_TASK GOAL_. Copy the records word for word, starting at the line that contains "like x=328 y=567." and stopping after the line that contains "x=350 y=501".

_EXCERPTED DATA_.
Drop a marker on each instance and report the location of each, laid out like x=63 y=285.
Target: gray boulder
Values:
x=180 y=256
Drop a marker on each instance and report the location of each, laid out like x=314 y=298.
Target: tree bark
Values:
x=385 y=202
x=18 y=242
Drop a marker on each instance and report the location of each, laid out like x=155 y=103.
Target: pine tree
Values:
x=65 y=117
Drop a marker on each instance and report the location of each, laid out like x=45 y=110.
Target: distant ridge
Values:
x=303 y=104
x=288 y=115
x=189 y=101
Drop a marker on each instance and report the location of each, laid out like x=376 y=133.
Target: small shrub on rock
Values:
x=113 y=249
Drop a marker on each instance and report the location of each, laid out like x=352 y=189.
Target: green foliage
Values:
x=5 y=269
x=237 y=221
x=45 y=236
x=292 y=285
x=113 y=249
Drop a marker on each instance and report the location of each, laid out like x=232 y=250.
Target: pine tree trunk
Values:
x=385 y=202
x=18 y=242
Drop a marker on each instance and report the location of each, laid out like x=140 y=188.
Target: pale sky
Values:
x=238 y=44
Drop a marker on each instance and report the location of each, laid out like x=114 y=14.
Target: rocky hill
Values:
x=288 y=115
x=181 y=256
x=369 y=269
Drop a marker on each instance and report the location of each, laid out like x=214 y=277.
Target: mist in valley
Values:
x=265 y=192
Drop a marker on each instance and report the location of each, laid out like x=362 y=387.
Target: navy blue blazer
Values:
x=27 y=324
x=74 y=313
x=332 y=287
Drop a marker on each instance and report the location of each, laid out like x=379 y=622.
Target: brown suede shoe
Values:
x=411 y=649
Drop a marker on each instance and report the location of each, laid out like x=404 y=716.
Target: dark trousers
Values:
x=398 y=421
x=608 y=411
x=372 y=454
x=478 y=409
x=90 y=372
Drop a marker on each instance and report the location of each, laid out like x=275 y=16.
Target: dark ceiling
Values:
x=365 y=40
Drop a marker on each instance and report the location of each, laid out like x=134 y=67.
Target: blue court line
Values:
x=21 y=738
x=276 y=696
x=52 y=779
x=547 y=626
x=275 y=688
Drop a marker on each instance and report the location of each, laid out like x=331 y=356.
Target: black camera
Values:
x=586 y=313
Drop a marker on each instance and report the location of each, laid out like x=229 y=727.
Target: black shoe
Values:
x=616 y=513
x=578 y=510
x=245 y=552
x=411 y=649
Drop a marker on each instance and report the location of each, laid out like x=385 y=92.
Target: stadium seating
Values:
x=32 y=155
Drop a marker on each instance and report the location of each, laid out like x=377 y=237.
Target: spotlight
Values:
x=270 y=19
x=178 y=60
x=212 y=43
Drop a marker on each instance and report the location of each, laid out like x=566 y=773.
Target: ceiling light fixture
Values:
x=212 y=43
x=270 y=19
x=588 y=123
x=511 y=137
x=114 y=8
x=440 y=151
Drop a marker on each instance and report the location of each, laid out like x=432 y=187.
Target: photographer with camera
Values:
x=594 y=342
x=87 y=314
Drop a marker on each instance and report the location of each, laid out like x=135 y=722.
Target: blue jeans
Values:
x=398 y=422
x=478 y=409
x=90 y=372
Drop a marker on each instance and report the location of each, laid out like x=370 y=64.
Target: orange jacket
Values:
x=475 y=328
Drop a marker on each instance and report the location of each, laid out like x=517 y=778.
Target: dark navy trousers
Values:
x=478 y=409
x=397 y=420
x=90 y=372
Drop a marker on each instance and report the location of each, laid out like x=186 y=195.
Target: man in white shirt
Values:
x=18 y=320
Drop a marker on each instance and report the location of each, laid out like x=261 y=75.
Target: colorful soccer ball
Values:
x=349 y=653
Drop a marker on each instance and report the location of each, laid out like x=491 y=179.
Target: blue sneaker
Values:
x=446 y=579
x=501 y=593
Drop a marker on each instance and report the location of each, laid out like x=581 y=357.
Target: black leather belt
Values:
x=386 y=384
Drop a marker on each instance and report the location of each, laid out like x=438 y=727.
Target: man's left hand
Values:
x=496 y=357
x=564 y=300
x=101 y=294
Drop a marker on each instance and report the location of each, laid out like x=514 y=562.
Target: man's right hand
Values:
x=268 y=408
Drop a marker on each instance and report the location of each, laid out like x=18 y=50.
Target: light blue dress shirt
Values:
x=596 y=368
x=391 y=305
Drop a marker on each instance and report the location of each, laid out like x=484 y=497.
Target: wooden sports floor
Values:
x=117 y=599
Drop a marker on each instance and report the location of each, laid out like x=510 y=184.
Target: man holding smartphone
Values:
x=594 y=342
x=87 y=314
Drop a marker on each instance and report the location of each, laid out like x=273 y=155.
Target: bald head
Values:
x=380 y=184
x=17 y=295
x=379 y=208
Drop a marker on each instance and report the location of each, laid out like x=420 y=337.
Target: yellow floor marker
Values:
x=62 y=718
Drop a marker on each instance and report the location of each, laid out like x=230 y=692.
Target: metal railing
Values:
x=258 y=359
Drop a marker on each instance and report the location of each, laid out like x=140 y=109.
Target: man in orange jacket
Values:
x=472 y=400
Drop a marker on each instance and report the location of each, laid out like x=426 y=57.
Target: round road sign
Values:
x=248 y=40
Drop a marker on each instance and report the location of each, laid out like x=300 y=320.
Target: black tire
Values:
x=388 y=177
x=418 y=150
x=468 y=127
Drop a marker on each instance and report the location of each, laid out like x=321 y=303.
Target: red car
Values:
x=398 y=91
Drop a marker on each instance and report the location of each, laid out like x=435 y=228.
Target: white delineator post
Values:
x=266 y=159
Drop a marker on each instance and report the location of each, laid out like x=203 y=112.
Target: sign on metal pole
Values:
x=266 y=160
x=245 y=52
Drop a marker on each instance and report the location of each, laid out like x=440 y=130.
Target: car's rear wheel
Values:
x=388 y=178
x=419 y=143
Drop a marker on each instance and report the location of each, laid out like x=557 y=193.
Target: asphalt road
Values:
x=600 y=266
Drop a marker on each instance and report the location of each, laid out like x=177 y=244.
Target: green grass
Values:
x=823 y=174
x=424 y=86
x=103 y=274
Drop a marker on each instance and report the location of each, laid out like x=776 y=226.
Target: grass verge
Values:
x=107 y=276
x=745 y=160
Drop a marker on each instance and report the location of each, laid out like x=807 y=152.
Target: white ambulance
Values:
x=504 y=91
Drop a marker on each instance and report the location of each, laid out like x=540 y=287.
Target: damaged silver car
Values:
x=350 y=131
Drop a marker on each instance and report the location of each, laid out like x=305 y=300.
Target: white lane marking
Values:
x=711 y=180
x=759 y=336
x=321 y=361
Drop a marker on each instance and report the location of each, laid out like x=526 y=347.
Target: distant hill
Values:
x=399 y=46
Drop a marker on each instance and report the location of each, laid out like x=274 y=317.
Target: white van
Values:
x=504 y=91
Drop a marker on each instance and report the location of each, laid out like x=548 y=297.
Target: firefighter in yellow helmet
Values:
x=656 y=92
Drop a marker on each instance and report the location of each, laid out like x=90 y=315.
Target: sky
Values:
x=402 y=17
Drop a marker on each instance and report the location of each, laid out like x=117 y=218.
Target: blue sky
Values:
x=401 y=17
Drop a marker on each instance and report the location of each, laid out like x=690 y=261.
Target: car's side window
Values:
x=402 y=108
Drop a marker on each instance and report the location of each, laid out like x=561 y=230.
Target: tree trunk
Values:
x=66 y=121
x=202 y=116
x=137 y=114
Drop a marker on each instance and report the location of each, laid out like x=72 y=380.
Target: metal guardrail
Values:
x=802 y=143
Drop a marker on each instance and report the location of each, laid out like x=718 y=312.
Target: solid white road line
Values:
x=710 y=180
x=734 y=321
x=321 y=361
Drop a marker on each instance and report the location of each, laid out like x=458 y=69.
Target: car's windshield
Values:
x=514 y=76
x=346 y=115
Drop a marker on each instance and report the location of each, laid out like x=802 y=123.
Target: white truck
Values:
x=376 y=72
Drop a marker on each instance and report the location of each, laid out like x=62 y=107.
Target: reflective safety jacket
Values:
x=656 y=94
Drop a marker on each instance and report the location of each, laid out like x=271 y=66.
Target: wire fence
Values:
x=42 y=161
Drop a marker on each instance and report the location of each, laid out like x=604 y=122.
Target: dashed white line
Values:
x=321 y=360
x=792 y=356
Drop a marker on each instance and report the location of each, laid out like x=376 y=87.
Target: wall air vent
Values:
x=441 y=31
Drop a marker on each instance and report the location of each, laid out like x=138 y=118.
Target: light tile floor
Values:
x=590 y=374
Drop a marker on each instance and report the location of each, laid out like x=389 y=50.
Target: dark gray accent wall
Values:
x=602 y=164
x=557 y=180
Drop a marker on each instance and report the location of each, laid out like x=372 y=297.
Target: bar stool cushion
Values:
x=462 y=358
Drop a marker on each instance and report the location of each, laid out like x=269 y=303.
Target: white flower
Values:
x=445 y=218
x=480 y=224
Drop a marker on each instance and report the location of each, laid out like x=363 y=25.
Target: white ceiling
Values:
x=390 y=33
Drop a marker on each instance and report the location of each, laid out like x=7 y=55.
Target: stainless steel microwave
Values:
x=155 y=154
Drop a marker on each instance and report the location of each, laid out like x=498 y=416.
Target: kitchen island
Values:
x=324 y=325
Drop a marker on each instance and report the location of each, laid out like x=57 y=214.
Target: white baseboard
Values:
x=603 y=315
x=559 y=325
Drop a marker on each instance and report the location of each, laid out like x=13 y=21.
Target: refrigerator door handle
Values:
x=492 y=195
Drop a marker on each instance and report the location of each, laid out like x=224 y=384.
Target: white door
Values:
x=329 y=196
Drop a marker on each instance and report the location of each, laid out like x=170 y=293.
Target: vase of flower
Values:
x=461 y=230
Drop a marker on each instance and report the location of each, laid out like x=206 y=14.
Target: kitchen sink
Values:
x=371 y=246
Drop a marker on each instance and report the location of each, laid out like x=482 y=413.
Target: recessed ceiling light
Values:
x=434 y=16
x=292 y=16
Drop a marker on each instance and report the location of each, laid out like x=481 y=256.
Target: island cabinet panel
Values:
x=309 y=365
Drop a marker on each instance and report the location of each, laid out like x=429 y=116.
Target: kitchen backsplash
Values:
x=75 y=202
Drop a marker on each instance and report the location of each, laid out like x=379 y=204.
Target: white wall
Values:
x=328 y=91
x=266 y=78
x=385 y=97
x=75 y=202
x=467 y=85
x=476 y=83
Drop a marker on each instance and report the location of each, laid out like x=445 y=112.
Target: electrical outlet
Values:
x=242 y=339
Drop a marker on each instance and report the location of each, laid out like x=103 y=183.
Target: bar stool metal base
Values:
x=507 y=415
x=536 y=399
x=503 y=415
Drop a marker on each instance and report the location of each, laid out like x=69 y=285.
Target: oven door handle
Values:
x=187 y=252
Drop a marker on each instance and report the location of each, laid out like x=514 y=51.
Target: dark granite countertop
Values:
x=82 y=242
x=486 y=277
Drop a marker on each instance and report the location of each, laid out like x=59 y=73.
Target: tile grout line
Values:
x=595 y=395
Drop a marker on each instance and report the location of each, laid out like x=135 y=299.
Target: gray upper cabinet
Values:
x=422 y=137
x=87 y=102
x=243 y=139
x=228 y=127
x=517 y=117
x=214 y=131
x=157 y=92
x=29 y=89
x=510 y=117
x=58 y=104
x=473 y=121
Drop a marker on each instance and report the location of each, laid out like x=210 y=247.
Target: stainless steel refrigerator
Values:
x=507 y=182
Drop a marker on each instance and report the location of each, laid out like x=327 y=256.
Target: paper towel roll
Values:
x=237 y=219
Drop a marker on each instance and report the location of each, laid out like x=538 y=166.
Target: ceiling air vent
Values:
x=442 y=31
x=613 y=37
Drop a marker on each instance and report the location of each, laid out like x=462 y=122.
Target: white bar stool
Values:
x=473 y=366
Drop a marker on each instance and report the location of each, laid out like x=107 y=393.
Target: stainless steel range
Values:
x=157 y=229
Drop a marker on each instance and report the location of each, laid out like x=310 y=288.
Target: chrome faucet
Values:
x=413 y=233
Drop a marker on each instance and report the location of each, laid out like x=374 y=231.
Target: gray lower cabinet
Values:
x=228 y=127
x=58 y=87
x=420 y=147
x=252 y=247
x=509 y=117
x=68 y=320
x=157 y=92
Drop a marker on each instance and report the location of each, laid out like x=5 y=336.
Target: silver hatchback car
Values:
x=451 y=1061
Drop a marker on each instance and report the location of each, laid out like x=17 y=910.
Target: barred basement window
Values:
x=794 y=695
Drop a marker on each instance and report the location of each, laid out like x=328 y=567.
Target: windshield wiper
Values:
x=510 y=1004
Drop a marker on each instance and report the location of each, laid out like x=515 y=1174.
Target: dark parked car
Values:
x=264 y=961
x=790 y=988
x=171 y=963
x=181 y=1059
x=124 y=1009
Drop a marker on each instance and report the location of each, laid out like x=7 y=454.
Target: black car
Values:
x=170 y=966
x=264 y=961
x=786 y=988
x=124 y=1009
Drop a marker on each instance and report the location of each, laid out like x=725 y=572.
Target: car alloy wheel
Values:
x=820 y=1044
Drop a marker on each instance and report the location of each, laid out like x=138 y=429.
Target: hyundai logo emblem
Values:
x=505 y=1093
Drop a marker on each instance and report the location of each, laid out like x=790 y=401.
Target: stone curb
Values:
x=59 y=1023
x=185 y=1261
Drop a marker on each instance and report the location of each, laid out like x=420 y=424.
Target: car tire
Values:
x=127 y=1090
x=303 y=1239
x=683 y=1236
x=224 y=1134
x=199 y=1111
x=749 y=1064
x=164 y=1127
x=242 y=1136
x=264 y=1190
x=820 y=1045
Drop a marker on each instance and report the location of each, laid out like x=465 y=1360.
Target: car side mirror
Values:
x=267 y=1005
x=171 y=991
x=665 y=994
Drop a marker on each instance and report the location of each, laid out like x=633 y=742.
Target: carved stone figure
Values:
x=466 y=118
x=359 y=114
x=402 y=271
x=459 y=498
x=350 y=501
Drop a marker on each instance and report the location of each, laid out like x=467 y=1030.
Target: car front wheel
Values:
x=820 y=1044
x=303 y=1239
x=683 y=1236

_FULL OUTPUT_.
Drop a marker on each instance and report the location of each, laid out like x=328 y=567.
Target: windshield wiper
Values:
x=510 y=1004
Drop a marker on each instance and report the location of each, laid out like x=515 y=1174.
Target: dark parked car
Values:
x=264 y=961
x=790 y=988
x=171 y=963
x=181 y=1059
x=124 y=1009
Drop a marker on each instance and report the location of each, laid out like x=7 y=454.
Target: black car
Values:
x=170 y=966
x=264 y=961
x=786 y=988
x=124 y=1009
Drop a marker on each instance and report the location of each, laid out like x=725 y=572.
Target: car alloy wheel
Values:
x=820 y=1044
Drop a marker on each instance and report the location of each, laid out like x=138 y=429.
Target: hyundai logo emblem
Values:
x=505 y=1093
Drop a marker on each instance and report the location of each, laid out like x=790 y=401.
Target: stone curb
Values:
x=59 y=1023
x=185 y=1261
Drop a marker on each instance and report the location of each, laid out like x=420 y=424.
Target: car tire
Values:
x=127 y=1090
x=303 y=1239
x=683 y=1236
x=224 y=1134
x=199 y=1111
x=749 y=1064
x=164 y=1127
x=242 y=1136
x=264 y=1190
x=820 y=1045
Drop a marker on each instance and report the location of each, laid out like x=465 y=1360.
Target: car side mirror
Values:
x=267 y=1005
x=171 y=991
x=665 y=994
Drop a marker on each instance and report the location of each, laid out like x=633 y=742.
Target: carved stone figure
Values:
x=466 y=118
x=359 y=114
x=402 y=271
x=459 y=498
x=350 y=501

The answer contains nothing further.